**PROBLEM DETAILS:**
The required output consists solely of the lines from the line containing "basketball jersey shown in this photo?" through the end of the records, copied exactly.

Records from a dataset:
+ + + + + + +

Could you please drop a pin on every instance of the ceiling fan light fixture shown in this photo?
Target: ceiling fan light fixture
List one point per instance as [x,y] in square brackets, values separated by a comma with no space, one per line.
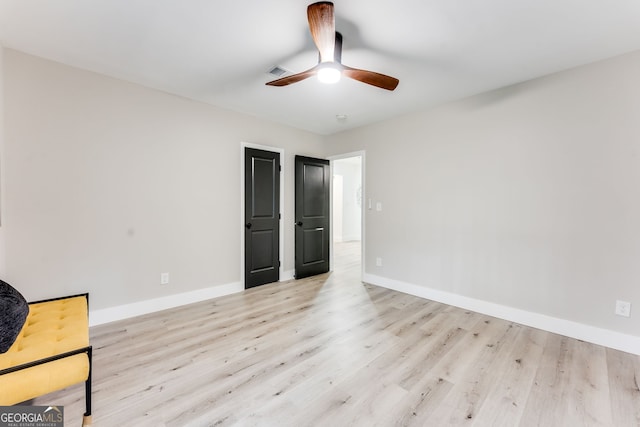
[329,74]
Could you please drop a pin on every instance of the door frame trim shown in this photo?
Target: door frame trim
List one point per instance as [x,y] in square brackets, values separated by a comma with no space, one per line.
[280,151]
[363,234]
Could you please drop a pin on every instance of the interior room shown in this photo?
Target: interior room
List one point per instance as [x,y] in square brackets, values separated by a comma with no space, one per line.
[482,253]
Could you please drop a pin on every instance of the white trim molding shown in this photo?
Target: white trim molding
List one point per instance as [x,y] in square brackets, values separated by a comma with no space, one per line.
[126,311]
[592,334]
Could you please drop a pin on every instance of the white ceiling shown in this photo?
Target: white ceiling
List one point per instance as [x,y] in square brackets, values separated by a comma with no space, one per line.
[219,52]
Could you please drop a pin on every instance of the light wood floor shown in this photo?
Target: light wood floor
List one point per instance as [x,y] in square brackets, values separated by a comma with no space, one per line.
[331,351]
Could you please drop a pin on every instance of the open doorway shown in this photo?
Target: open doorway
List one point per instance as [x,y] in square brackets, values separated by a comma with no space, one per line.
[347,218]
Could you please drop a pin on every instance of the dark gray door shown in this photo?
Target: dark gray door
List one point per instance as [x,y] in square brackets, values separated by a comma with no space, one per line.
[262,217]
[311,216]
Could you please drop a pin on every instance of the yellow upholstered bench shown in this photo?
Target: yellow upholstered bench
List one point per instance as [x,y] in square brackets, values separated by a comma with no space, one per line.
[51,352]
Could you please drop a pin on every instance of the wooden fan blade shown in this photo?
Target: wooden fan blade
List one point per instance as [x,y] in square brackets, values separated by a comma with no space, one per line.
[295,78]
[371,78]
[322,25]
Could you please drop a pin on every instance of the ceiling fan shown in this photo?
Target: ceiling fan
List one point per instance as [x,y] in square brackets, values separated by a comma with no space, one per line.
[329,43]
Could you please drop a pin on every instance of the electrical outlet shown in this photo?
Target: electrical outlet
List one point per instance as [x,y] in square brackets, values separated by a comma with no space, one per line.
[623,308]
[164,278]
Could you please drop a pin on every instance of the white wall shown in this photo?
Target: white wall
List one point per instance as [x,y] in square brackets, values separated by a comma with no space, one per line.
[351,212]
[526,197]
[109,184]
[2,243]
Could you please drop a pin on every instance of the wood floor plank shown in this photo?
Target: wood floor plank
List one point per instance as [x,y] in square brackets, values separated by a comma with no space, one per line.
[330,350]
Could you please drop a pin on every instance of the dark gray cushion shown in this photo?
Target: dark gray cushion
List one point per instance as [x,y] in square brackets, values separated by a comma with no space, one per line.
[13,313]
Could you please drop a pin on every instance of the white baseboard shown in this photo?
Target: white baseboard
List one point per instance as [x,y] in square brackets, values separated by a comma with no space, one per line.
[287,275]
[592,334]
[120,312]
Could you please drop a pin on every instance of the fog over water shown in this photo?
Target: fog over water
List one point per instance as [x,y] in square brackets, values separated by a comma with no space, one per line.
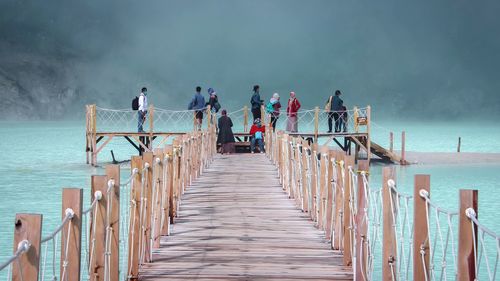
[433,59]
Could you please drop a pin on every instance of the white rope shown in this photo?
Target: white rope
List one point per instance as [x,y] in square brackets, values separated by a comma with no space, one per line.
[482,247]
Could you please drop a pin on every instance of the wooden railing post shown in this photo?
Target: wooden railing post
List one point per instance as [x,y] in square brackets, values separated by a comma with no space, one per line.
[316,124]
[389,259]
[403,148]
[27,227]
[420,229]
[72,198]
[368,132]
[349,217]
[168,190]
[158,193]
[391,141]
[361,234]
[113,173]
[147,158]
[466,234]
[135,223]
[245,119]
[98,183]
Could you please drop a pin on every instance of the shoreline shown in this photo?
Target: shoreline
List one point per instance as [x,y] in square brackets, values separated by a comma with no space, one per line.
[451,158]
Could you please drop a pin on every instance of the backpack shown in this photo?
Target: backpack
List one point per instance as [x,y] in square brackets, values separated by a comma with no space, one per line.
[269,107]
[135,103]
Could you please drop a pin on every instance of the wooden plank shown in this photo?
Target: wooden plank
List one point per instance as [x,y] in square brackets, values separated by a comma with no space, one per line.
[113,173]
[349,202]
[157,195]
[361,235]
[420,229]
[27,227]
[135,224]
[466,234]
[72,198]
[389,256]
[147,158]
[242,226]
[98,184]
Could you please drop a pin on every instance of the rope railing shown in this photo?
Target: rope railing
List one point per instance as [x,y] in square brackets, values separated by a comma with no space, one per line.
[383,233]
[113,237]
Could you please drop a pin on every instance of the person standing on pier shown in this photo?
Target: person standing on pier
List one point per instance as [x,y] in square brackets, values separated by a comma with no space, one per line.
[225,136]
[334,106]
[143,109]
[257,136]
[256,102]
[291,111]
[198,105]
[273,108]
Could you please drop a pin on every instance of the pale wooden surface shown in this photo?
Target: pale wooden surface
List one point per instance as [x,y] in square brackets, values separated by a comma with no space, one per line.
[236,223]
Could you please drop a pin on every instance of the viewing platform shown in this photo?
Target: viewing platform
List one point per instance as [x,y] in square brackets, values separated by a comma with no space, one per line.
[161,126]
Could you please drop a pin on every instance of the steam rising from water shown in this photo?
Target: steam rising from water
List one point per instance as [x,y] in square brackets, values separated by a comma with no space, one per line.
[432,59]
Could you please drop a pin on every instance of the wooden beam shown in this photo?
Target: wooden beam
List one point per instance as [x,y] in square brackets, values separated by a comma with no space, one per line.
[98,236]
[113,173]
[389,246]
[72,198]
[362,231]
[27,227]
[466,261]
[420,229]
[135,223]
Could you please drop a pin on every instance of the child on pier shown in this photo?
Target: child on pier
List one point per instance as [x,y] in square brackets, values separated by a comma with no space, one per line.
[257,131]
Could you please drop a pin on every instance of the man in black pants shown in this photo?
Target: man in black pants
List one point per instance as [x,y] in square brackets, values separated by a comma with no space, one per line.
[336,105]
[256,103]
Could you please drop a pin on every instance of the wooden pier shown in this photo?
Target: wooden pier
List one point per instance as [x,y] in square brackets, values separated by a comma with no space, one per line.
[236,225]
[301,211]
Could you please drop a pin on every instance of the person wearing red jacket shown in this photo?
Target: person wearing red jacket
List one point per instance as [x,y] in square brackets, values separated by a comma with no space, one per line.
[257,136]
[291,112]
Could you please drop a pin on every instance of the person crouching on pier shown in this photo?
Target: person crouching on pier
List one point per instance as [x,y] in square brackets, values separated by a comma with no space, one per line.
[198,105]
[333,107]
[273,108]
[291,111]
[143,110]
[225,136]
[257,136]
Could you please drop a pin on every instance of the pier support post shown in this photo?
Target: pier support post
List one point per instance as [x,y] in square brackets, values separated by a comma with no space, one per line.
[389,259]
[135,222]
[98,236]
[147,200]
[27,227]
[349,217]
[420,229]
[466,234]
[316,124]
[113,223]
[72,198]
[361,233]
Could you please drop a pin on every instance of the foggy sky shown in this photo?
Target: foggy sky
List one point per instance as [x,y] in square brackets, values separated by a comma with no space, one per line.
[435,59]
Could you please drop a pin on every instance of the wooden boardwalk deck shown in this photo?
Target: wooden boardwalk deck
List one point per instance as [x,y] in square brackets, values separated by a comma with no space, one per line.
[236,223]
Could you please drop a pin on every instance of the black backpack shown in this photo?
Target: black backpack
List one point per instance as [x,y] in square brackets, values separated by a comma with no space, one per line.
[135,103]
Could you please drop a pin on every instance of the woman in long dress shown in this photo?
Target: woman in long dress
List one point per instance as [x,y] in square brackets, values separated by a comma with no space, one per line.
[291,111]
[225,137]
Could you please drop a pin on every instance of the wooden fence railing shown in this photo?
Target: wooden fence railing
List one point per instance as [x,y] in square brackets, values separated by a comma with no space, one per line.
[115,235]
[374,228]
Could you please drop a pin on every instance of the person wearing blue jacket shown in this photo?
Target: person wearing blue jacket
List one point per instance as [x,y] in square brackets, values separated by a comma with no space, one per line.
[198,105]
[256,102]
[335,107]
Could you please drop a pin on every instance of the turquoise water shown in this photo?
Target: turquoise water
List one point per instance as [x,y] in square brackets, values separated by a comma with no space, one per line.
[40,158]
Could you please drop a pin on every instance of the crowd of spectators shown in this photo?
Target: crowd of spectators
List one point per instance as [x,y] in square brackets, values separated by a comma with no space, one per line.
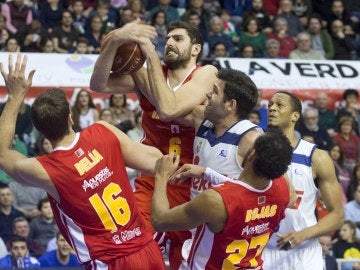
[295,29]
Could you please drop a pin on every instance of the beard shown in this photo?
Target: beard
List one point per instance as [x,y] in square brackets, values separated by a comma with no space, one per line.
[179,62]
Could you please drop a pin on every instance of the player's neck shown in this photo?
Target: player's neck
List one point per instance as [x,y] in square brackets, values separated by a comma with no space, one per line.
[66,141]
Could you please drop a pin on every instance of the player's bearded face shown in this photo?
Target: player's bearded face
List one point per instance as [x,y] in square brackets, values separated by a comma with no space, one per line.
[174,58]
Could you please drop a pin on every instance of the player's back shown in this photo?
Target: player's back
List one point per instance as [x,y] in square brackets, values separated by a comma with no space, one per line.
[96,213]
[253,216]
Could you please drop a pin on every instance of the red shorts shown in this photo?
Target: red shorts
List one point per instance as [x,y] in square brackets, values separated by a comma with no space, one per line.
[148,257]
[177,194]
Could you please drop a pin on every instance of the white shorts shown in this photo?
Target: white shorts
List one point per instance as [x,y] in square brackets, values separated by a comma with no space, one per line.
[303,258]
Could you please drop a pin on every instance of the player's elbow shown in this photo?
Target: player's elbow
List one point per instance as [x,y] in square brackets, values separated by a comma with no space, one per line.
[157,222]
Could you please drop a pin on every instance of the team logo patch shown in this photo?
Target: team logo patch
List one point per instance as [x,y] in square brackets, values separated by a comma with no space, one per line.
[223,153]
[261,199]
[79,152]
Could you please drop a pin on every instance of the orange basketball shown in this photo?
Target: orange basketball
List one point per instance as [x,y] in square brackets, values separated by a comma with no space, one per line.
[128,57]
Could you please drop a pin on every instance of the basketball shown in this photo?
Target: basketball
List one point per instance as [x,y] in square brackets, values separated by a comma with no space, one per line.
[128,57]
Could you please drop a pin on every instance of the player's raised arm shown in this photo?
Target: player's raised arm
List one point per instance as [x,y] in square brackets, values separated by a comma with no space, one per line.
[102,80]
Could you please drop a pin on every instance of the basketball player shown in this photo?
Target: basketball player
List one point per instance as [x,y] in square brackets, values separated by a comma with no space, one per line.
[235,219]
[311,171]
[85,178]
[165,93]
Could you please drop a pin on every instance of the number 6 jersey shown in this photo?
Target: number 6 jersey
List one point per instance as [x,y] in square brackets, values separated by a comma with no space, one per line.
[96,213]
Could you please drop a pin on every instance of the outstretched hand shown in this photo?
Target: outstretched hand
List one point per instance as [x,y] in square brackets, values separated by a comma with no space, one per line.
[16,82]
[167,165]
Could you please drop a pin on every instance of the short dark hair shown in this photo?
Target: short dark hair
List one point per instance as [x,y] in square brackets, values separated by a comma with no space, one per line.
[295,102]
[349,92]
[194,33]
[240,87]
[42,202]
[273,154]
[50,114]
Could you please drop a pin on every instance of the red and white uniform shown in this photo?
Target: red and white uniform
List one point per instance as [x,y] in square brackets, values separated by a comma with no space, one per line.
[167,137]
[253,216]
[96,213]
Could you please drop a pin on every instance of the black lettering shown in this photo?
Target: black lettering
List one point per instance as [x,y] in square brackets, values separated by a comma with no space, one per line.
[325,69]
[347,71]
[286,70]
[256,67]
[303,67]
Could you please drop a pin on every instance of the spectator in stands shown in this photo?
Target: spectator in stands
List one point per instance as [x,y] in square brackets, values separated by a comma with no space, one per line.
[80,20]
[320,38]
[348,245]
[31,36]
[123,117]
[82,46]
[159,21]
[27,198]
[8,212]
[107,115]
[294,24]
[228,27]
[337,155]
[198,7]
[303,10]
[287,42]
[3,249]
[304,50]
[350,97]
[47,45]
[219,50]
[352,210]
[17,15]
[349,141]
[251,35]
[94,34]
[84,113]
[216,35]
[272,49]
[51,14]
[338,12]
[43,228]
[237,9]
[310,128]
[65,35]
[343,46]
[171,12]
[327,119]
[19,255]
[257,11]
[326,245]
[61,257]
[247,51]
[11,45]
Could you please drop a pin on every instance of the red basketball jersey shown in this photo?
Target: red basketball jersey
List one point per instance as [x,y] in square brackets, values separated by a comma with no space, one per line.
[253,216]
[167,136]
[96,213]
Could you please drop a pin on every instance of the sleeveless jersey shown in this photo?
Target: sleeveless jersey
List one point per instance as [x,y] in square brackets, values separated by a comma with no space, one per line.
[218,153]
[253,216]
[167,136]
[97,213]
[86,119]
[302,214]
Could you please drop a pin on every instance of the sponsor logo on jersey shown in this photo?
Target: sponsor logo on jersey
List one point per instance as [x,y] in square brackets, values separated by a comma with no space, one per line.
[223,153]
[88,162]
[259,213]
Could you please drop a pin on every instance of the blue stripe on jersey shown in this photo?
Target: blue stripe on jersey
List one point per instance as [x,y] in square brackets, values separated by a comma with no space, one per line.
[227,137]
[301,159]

+ + + + + + +

**TASK ANSWER:**
Could you please drop a pin on every instance of the red basketball jersey shown in this photo?
Target: red basketball jersey
List one point per instance as [x,y] in square brackets, values separated by a comma with no space, one per line.
[253,216]
[167,136]
[96,213]
Could you please drop a pin on every instance of the sleeveless jersey shown in this photo?
Target: sleeveless jersey
List one point per instance as [x,y] in square brackets, values separated by a comma with no space, one per line.
[218,153]
[253,216]
[167,136]
[97,213]
[86,119]
[302,214]
Could you please drop a pin on every instance of the sponsor logo on jersey shown in this photo?
Target: sponsor logo on jersey
List one point per instance as [x,y] in square brackets, values separated by a comma with no space, one per line.
[223,153]
[88,162]
[259,213]
Could you please drop a pin on every instance of the blue stripe on jersey shown in this photo?
Target: blue stripe on jersey
List one point per instance as [x,y] in square brackets, values separated by a comma with no space, one per line.
[227,137]
[301,159]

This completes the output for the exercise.